▸ **TASK STATEMENT**
Pick out every line of the entries below that contains the string "negative", and copy each of those lines in full.

Stored entries:
Content starts
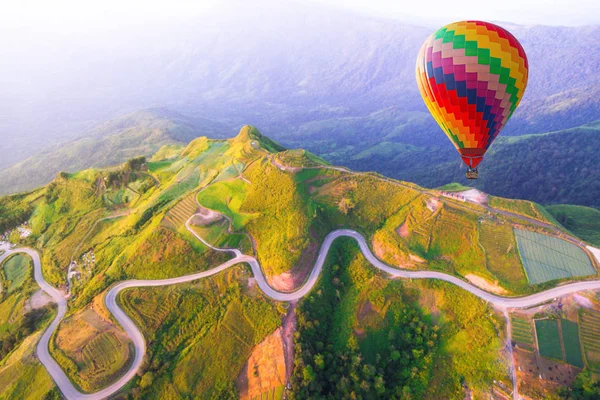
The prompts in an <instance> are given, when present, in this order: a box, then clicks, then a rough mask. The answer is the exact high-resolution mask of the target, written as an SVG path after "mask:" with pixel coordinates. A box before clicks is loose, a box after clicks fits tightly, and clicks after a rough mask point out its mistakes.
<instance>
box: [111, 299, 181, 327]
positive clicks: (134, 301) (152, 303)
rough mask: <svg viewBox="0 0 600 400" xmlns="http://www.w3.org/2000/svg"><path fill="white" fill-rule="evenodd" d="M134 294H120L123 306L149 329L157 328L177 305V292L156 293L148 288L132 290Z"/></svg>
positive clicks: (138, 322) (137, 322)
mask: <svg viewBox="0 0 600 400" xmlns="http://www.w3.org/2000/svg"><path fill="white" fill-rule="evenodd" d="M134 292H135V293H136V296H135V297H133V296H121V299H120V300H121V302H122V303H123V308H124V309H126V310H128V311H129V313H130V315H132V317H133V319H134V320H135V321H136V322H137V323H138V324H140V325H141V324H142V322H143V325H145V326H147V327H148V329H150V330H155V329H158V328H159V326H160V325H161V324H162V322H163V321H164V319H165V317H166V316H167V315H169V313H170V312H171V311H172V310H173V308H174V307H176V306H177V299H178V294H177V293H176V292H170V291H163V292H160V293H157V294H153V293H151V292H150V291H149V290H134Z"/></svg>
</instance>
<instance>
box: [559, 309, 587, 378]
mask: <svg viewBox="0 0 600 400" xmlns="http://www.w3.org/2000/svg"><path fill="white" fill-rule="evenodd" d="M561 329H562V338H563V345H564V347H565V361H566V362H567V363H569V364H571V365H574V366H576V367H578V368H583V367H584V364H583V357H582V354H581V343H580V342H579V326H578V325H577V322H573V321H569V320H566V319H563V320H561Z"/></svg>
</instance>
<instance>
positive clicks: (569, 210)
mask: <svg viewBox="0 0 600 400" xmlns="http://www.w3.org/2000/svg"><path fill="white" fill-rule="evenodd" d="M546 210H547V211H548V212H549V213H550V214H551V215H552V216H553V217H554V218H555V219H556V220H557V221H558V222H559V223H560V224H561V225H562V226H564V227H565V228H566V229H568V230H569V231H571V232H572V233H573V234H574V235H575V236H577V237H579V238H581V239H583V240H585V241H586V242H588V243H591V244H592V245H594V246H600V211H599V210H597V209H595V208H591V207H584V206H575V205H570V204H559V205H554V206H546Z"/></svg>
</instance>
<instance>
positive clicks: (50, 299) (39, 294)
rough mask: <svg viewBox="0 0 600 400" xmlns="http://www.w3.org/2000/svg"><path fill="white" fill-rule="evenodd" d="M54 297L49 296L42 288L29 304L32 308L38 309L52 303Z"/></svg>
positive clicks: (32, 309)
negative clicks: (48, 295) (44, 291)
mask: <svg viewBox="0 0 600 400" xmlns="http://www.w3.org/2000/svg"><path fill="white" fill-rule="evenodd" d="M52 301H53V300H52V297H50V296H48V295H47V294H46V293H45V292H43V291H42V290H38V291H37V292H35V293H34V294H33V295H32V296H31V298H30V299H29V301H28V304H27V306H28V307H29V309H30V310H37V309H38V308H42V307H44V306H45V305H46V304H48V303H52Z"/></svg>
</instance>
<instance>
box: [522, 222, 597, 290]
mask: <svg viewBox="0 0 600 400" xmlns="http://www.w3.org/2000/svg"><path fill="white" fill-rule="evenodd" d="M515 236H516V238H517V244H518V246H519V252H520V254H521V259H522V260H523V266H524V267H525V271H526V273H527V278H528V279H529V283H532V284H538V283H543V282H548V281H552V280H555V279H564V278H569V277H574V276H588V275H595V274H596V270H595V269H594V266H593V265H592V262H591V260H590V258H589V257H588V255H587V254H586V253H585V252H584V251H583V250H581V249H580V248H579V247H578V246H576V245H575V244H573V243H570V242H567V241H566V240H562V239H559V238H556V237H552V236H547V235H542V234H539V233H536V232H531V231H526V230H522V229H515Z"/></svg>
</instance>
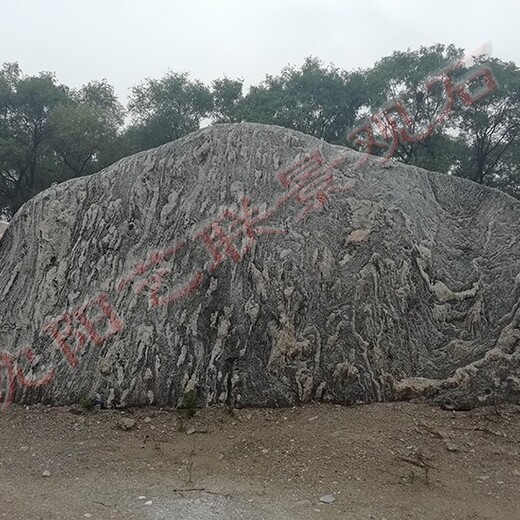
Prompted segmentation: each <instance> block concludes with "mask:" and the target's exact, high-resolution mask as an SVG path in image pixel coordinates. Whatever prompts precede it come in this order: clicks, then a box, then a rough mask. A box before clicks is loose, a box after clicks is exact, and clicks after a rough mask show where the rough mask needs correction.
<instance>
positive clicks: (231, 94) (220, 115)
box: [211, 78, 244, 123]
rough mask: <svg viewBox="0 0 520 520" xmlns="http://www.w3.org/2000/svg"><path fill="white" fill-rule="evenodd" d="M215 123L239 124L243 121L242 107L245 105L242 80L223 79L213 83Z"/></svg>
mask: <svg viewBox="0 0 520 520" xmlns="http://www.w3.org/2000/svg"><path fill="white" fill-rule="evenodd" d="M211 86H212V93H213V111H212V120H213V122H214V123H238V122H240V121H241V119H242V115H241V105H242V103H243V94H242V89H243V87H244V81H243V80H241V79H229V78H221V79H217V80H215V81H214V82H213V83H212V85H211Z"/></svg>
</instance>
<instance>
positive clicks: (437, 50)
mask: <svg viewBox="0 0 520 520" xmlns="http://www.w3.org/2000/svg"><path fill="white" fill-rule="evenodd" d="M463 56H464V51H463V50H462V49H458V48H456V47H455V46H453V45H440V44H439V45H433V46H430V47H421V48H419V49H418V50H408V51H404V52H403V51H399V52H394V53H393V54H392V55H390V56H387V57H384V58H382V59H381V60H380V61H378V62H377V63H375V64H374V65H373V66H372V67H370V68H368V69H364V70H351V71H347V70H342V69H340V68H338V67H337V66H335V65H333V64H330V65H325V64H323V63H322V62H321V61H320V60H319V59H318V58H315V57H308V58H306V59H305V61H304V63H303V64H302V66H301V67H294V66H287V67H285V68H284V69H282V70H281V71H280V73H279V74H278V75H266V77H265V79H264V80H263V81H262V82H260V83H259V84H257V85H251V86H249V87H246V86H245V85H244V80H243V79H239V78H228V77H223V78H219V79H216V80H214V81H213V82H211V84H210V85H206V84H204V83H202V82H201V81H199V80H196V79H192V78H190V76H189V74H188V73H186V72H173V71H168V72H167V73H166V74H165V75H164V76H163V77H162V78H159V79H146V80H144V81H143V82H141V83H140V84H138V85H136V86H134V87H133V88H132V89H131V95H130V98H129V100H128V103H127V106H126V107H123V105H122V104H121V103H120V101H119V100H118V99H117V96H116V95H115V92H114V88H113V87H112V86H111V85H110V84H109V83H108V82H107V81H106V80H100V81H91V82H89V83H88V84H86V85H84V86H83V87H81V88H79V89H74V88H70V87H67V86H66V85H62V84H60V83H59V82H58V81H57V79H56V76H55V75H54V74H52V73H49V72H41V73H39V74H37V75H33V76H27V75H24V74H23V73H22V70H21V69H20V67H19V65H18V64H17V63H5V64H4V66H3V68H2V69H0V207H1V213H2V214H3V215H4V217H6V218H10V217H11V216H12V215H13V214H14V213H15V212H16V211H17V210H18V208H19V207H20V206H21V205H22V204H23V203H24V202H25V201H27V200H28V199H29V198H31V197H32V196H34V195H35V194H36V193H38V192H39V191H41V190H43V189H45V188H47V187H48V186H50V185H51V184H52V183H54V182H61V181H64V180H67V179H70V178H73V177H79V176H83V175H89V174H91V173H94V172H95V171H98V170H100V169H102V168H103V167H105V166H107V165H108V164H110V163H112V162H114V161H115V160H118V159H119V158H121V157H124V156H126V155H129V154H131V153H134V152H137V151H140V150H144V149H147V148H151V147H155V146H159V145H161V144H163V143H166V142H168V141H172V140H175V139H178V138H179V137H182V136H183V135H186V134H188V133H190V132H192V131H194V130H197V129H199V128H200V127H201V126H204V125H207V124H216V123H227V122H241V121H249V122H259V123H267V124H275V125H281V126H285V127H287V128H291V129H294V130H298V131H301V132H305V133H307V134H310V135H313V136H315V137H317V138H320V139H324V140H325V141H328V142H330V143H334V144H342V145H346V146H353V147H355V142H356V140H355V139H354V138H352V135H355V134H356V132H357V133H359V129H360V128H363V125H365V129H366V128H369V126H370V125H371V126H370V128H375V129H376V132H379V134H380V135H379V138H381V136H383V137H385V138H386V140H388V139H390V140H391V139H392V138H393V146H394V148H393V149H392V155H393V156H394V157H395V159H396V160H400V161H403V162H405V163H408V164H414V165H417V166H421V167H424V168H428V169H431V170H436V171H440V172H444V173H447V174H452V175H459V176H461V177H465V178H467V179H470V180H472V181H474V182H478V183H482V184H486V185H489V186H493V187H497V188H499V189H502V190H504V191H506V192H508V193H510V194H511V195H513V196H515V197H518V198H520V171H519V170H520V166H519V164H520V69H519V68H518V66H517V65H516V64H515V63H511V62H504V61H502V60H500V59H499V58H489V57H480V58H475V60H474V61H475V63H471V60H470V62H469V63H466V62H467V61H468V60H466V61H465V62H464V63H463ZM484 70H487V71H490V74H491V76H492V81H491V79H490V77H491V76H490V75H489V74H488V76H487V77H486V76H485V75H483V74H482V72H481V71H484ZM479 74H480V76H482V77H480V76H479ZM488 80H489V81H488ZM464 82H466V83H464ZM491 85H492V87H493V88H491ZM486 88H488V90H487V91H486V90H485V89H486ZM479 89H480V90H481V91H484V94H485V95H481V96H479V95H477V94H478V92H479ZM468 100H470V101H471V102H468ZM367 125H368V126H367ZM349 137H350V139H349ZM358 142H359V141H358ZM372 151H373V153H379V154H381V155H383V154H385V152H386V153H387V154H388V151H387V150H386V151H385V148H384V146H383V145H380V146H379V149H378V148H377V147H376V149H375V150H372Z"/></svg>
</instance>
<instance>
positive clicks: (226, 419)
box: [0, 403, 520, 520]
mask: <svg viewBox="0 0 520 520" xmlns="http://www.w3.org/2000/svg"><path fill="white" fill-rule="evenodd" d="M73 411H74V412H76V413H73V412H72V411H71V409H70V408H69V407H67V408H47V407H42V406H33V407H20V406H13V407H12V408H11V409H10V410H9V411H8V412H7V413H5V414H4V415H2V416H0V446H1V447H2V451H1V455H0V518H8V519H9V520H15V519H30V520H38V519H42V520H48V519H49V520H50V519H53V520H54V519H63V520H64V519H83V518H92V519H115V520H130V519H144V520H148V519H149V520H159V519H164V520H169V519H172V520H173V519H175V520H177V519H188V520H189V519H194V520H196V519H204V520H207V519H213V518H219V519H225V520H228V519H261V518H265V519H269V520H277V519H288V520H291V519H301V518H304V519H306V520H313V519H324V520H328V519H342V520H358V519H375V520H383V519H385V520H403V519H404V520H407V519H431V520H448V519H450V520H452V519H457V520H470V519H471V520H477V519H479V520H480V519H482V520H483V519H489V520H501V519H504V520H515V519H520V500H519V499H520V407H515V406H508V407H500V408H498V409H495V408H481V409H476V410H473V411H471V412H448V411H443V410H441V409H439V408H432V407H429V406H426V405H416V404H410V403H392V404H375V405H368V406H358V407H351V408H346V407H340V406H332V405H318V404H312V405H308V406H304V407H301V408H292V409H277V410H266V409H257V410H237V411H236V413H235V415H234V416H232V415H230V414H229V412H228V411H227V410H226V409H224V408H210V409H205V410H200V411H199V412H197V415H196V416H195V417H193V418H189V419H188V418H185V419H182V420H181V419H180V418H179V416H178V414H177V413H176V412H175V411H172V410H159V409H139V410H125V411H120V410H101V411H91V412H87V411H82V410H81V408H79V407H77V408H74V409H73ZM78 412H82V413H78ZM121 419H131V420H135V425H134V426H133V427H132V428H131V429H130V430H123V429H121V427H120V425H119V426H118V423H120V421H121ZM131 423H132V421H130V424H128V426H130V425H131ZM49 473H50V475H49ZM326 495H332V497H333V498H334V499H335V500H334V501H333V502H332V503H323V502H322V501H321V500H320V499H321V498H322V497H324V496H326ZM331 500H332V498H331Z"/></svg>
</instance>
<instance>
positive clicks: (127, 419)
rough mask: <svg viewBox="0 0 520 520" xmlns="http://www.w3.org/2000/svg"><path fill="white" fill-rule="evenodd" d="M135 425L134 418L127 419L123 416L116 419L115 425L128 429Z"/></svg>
Content ends
Content starts
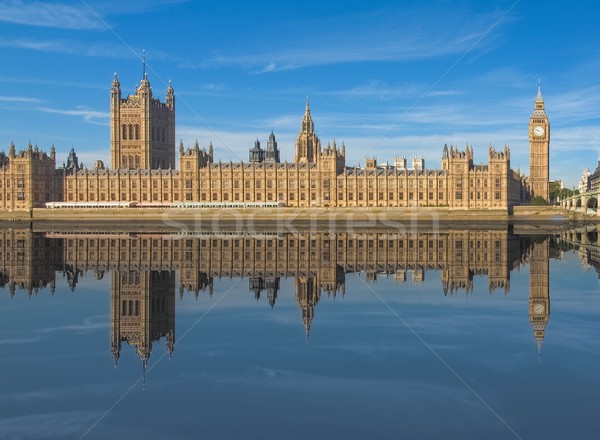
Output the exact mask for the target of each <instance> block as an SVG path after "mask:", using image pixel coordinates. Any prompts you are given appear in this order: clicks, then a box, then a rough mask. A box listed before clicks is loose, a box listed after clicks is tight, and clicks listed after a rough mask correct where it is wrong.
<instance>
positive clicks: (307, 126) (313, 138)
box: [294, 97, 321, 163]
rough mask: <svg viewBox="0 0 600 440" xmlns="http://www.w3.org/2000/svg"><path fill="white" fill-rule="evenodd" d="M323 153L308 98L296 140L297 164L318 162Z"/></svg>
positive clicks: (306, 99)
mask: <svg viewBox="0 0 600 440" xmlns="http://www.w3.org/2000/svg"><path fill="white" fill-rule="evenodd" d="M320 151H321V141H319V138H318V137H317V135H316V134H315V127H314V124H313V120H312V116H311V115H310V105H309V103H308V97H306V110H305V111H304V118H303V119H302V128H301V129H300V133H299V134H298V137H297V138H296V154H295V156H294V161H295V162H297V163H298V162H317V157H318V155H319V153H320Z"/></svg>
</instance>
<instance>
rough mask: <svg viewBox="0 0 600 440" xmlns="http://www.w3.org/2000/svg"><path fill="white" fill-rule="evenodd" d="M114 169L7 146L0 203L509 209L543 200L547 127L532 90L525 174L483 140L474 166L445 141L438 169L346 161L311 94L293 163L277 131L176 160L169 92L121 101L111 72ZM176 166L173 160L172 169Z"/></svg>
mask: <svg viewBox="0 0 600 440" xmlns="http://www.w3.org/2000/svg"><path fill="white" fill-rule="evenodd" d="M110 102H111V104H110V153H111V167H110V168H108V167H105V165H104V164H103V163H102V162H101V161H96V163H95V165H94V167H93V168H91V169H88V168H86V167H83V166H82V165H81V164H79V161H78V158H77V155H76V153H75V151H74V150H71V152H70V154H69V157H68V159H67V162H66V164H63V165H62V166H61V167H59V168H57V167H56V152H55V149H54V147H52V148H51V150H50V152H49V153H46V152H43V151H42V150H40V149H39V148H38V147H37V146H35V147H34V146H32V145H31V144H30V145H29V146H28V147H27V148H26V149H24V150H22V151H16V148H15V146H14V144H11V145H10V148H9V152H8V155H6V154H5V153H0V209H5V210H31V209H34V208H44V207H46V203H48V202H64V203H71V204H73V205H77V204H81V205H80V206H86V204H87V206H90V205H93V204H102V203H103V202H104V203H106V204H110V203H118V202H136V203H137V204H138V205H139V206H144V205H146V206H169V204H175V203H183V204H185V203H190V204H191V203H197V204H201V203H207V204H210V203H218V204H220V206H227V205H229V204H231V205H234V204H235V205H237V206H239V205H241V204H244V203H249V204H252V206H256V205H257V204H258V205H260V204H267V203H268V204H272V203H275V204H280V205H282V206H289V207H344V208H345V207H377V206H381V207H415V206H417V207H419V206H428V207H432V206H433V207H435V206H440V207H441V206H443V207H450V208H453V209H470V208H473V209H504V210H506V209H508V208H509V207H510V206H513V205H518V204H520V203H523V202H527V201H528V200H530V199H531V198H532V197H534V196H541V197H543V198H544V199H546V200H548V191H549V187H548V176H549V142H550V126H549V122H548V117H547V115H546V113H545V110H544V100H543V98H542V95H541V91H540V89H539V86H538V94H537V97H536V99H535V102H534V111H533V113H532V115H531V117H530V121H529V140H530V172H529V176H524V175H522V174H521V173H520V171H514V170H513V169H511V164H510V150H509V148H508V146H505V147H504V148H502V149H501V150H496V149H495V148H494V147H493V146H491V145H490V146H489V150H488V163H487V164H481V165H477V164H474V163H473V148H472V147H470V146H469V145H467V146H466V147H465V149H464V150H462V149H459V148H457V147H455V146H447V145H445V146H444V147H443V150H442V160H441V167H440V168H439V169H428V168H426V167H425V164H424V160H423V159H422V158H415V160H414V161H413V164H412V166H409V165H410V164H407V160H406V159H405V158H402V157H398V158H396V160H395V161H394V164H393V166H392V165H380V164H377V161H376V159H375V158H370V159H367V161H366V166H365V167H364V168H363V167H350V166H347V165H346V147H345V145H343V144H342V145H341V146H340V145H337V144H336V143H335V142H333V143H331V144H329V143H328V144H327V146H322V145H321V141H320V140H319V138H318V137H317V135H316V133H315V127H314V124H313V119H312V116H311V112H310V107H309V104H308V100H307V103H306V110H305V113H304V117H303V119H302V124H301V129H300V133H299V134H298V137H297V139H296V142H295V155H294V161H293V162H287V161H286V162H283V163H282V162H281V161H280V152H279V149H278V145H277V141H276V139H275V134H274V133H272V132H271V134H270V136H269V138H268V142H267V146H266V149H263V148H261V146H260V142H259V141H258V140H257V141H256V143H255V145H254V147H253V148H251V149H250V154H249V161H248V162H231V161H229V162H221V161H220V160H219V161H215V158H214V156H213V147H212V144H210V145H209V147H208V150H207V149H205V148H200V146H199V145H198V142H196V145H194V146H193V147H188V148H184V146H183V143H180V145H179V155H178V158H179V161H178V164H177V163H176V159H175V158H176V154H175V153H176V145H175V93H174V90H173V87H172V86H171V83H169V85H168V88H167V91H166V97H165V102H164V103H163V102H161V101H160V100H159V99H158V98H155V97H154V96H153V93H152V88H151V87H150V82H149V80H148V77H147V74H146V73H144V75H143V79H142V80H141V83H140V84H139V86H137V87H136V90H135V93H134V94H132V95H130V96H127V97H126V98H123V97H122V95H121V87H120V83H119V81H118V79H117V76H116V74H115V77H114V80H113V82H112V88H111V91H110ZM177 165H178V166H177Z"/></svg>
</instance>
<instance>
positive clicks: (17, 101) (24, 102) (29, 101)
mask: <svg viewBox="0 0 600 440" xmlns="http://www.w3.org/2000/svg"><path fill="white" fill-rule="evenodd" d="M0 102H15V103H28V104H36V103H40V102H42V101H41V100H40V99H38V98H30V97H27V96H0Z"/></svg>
Content ends
Content starts
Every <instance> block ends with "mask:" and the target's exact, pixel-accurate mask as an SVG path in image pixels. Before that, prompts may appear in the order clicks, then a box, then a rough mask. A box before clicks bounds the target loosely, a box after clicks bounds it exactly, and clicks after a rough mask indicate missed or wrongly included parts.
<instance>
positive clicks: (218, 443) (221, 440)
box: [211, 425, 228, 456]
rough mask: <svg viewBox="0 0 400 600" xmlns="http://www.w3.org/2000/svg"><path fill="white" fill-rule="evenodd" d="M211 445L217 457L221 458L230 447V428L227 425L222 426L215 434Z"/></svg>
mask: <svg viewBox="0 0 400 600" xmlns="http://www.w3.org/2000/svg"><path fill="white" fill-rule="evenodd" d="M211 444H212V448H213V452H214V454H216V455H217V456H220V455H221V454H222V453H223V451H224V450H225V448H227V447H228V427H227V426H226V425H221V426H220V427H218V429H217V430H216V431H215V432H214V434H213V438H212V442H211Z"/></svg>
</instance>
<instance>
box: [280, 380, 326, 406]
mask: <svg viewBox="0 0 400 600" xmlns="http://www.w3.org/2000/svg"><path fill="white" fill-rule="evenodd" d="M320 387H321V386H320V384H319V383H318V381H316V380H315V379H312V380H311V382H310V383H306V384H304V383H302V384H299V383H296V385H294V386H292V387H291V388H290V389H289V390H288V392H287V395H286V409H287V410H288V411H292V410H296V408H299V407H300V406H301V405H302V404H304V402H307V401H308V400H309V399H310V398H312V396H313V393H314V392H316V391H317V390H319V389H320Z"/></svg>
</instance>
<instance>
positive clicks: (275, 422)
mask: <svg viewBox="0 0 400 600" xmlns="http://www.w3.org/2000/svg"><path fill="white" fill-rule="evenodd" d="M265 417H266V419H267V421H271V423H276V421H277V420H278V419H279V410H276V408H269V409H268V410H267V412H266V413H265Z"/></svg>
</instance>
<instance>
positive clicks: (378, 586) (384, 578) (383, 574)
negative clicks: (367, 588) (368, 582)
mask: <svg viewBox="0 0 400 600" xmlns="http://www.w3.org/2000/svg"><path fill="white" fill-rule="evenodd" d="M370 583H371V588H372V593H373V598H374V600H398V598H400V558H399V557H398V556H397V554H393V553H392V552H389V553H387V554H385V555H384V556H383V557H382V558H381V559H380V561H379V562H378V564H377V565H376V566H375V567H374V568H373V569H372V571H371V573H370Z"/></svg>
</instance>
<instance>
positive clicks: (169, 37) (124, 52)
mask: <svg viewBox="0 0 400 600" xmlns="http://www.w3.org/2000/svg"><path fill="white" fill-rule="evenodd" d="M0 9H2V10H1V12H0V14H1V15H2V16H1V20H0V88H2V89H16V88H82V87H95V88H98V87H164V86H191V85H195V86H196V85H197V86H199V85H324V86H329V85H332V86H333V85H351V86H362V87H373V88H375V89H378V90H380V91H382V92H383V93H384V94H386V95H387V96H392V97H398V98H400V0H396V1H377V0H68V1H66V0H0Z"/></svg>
Content ends
▸ **RESPONSE TO THE TASK**
negative clicks: (48, 295) (44, 291)
negative clicks: (367, 588) (368, 582)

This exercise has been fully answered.